_Given problem 1_
Using the coin-change forum thread, answer each question on its own line:
(a) In the first post, what does the writer multiply each amount by to make the calculation easier?
(b) In Melisma_Behera's reply, how many possible combinations are found for statement (2) alone?
(c) In MrWhite's "Update #2," whose answer are readers told to refer to?

Start Source text

I would say it is slightly tricky and more of logic than any calculation.

To ease the calculation, I would multiply each by 100 or I would deal in cents.
So, the amounts are 1, 5, 10 and 25, and the total cost is less than 100.

(1) One of the 4 coins that Yvonne received had a value of $0.01 or 1.
Many possibilities.
Insufficient

(2) The correct change could have consisted of exactly 2 coins, each with a value of 1, 5, 10 or 25($0.01, $0.05, $0.10 or $0.25).
let us analyze the statements
 The total cost could be paid in  TWO  coins or FOUR coins. 
Ways: 
(a) Possibility of each of  two  coins being divisible in two parts, for example 10+10=(5+5)+(5+5)
(b) Possibility of one of the  two  coins being divisible in three parts and the second remaining, for example 25+10=(10+10+5)+(10)
Insufficient

Combined
as 1 can not be divided into two parts, we have to have the second of  two  coins being divided in three parts.
Now, none of 1, 5 or 10 can be divided in three parts with the lower value coins. Thus, the other coin is 25.
Total is 26 or ($0.01 + $0.25) = $0.26 = $0.01 + $0.05 + $0.10 + $0.10
Sufficient

C

Melisma_Behera · Answer

I marked and approached this question incorrectly in the mock, and came for looking answers and realised how to approach it. Anyways, here is my take on it :

(1) Insufficient as the values of other three coins can range from anything to anything.

(2) Okay lets see, we have 4 values - 0.01, 0.05, 0.10, 0.25. So the possible sum of 2 values: 0.26 (0.25 + 0.01), 0.11, 0.15, 0.06, 0.30, 0.35. Now values which can be represented as a sum of 4 values received by Yvonne - 0.26 (0.01+0.10+0.10+0.5), 0.30(0.10+0.10+0.5+0.5) and 0.35 (0.10+0.10+0.10+0.5).

Three possible combinations, so insufficient.

(1)+(2)

One value has to be 0.01 and that is only found in the sum of 0.26, we cant have the value in 0.30 or 0.35 and make the sum as required.

Answer - C

Please let me know if I did any mistake or missed out on something because this is my first time replying to a question on the gmat forum. Thank You!

MrWhite · Answer

Update #2: Refer to Chetan's answer below. My approach is incorrect but decided to leave it here so that one can read this question thread in full and get the most out of this question

Update: after spending some time splitting hair over this I think I might have a solution: Clearly 1) & 2) alone are insufficient. Taking them together: Following on from 1) 0.01 must be there and 2) Sum of 4 coins is same as sum of 2 other coin combinations So our desired sum must be either 0.02, 0.06, 0.11 or 0.26 to satisfy both conditions. "Clearly" of the 4 given coin denominations, achieving a sum of 0.02, 0.06, 0.11 using 4 coins in any combination is not possible. 0.26 = 0.01 + 0.25 = 0.10 + 0.10 + 0.05 + 0.01 The only possible variation which satisfies both conditions. Is this question this tough or is there an infinitely better way to approach this problem 😅 I am still not fully sure whether this is a robust solution. Posted from my mobile device

MrWhite · Answer

Thanks Chetan!! Having you weigh in on this really provided the much needed reassurance.

End Source text
Start Data shown

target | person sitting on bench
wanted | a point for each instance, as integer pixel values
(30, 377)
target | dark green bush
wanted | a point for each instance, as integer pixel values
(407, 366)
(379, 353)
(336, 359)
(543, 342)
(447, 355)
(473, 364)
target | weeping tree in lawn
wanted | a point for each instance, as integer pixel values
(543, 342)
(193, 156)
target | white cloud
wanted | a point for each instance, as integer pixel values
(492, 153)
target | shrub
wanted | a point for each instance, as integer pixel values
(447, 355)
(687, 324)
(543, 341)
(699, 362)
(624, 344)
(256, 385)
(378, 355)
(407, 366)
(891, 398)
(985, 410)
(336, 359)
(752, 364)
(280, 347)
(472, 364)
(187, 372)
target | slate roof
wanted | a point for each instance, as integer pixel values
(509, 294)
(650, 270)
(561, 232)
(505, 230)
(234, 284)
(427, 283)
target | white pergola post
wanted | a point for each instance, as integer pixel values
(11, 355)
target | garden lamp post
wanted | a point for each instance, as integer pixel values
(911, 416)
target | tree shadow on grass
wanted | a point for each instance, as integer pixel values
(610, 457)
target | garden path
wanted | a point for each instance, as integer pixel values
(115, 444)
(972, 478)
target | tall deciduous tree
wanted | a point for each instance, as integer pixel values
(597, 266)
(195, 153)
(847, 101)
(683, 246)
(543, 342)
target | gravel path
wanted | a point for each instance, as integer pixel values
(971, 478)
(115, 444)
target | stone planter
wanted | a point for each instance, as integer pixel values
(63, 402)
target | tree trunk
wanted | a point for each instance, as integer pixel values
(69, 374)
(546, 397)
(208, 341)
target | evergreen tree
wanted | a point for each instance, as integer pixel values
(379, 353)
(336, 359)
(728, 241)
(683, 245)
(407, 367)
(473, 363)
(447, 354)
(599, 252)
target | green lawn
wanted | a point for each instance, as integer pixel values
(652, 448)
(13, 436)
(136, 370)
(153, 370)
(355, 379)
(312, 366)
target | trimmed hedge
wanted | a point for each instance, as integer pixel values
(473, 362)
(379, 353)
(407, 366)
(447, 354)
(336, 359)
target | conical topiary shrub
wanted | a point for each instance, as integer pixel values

End Data shown

_Given problem 2_
Quote the records from the line containing "target | evergreen tree" up to and including the last line of the records.

_Final result 1_
(a) 100
(b) Three
(c) Chetan's

_Final result 2_
target | evergreen tree
wanted | a point for each instance, as integer pixel values
(379, 353)
(336, 359)
(728, 241)
(683, 245)
(407, 367)
(473, 363)
(447, 354)
(599, 252)
target | green lawn
wanted | a point for each instance, as integer pixel values
(652, 448)
(13, 436)
(136, 370)
(153, 370)
(355, 379)
(312, 366)
target | trimmed hedge
wanted | a point for each instance, as integer pixel values
(473, 362)
(379, 353)
(407, 366)
(447, 354)
(336, 359)
target | conical topiary shrub
wanted | a point for each instance, as integer pixel values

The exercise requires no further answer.